**Task**. Please rewrite the lines below, starting with the line containing "watch strap you can see." and going on through the line containing "[243,116,272,146]", replacing "photograph" with "image" and leaving everything else unchanged.

+ + + + +

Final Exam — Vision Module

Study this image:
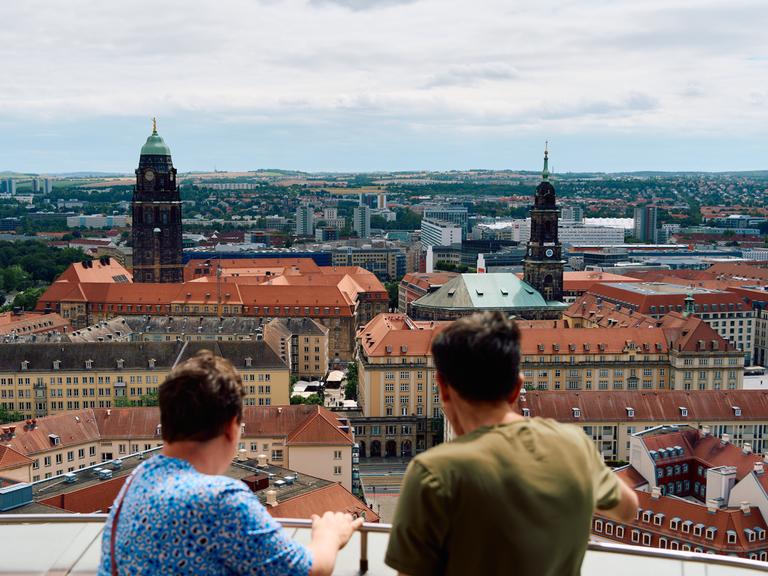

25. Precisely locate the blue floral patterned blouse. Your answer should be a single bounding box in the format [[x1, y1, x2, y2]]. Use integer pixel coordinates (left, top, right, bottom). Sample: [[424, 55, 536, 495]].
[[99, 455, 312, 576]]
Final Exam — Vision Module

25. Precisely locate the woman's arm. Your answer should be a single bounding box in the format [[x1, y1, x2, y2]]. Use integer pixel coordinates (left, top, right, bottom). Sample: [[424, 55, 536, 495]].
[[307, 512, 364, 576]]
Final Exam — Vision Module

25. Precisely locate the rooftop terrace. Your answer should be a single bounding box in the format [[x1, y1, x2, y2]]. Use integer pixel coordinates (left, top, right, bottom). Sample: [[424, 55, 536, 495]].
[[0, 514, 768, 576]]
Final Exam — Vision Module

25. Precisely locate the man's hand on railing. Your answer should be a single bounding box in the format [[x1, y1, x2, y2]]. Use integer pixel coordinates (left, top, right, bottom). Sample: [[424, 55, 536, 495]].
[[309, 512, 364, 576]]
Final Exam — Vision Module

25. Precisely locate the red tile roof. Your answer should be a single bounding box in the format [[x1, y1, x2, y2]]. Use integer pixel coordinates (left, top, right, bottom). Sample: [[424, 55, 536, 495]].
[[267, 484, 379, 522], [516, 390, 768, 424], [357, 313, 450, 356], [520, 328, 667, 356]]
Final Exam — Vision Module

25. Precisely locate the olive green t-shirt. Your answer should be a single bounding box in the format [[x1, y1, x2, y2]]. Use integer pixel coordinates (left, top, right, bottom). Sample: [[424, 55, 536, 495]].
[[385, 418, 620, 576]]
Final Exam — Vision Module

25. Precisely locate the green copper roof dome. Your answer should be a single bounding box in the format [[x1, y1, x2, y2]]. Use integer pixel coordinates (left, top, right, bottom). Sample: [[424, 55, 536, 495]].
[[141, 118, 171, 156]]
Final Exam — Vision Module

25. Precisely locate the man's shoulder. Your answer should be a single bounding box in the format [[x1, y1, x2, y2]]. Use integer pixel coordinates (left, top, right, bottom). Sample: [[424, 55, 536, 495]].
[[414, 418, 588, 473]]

+ + + + +

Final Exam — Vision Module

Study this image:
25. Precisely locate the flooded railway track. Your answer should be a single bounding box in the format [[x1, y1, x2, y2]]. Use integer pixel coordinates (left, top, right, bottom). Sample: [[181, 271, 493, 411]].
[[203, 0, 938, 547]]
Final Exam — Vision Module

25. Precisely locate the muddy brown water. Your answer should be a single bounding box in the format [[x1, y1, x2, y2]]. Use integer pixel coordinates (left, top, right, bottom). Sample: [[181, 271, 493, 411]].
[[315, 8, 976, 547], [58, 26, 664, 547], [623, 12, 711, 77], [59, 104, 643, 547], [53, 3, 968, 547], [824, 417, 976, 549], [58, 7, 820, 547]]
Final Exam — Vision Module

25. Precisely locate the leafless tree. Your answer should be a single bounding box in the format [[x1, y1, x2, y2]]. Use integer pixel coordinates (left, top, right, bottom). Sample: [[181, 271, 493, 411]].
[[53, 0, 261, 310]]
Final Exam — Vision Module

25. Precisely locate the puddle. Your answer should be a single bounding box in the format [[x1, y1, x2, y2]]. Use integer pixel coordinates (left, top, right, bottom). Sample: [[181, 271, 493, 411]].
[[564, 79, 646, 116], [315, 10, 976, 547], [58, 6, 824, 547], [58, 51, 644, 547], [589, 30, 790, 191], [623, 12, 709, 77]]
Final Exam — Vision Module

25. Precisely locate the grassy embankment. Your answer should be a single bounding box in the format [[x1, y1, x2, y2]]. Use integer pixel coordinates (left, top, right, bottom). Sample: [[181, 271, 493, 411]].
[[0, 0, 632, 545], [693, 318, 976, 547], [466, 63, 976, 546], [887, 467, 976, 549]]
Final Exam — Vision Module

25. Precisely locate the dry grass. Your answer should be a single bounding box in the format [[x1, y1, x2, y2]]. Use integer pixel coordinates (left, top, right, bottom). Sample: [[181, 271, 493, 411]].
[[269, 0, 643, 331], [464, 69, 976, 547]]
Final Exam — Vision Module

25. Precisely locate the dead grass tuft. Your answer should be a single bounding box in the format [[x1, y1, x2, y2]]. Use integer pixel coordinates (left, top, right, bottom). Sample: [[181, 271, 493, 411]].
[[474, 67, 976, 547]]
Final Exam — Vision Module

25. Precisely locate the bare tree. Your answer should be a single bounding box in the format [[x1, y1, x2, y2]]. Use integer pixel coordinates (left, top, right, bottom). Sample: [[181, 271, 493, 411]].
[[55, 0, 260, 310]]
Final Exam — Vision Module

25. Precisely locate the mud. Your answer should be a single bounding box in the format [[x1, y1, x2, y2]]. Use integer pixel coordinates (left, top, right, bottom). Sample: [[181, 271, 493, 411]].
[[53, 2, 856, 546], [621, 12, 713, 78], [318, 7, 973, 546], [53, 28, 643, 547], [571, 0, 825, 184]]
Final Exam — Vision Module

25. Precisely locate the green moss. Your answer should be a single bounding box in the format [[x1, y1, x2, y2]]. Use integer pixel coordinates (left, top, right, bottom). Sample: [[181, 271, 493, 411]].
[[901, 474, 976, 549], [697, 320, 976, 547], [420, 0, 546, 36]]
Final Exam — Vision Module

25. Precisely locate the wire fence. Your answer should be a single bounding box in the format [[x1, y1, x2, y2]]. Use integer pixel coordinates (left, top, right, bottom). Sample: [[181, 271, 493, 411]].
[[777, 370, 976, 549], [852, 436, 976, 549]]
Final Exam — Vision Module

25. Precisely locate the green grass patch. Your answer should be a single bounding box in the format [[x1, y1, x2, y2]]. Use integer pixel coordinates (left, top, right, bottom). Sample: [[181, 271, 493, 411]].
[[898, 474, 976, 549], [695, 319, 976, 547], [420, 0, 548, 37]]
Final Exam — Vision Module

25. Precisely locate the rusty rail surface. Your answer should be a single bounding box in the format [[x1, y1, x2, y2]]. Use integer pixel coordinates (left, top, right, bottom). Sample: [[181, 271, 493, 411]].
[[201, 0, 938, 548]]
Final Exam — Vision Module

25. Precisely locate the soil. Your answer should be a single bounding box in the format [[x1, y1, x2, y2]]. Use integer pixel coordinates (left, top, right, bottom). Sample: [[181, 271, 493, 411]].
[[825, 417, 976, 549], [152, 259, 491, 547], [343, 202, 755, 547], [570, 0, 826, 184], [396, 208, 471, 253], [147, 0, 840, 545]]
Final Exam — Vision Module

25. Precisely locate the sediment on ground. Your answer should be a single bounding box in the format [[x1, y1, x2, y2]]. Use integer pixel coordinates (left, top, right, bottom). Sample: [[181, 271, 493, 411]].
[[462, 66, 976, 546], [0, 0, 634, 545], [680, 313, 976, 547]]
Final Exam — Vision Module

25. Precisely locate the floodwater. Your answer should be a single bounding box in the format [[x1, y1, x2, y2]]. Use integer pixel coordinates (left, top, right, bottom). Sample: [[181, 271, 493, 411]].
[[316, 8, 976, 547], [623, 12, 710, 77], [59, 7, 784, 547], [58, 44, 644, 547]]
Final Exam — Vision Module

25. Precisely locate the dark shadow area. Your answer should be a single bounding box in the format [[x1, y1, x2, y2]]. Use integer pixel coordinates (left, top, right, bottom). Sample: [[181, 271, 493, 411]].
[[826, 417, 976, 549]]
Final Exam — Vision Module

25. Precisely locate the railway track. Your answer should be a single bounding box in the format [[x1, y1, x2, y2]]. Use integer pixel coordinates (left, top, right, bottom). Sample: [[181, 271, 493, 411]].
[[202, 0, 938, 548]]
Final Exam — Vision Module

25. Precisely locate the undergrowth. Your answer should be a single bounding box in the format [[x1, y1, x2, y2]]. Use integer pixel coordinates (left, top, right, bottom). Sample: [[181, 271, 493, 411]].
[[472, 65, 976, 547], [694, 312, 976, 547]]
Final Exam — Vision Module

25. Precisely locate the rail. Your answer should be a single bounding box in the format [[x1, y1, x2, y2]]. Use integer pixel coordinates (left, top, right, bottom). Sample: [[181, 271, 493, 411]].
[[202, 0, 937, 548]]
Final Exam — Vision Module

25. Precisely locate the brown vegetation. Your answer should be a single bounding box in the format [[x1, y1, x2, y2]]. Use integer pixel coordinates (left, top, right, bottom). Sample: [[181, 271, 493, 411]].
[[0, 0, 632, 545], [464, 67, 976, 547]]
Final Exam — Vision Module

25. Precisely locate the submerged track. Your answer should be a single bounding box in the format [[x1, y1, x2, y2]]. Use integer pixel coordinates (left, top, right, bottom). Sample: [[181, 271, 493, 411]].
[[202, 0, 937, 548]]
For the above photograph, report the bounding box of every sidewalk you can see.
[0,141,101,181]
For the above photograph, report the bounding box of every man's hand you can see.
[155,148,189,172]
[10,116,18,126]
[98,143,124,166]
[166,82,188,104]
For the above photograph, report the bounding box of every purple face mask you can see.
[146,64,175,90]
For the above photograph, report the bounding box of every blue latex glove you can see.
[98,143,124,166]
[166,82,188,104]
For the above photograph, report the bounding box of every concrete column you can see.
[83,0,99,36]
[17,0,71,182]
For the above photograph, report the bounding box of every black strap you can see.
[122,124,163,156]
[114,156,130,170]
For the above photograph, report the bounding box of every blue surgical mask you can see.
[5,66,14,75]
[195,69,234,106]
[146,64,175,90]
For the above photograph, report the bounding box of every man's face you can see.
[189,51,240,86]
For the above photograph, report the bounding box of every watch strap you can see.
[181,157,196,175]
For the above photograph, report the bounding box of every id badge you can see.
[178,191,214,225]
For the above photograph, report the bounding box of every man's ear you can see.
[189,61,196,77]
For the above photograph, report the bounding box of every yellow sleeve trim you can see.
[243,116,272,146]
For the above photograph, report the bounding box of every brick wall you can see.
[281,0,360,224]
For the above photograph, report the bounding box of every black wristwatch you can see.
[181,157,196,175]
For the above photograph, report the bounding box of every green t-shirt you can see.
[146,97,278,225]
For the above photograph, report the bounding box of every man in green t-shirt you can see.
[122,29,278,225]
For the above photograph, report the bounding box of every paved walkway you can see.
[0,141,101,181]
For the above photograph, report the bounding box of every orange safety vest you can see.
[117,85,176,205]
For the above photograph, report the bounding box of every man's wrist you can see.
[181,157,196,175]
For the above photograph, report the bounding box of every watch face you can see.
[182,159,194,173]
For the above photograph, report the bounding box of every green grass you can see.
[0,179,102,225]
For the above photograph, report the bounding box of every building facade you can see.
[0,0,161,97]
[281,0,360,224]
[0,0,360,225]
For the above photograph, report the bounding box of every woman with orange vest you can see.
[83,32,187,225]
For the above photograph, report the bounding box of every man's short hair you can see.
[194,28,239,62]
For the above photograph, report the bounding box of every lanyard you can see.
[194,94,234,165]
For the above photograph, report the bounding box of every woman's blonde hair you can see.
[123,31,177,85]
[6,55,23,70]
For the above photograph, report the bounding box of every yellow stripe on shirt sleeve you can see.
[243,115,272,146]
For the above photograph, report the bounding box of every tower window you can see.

+ + + + +

**Exercise result**.
For the above image, report the bounding box of every watch strap you can see.
[181,157,196,175]
For the above image, report the bounding box of every id badge you can see.
[178,191,214,225]
For the above image, report the bounding box of every man's ear you can see.
[189,61,196,77]
For the above image, report the bounding box of every yellow sleeve trim you can see.
[243,116,272,146]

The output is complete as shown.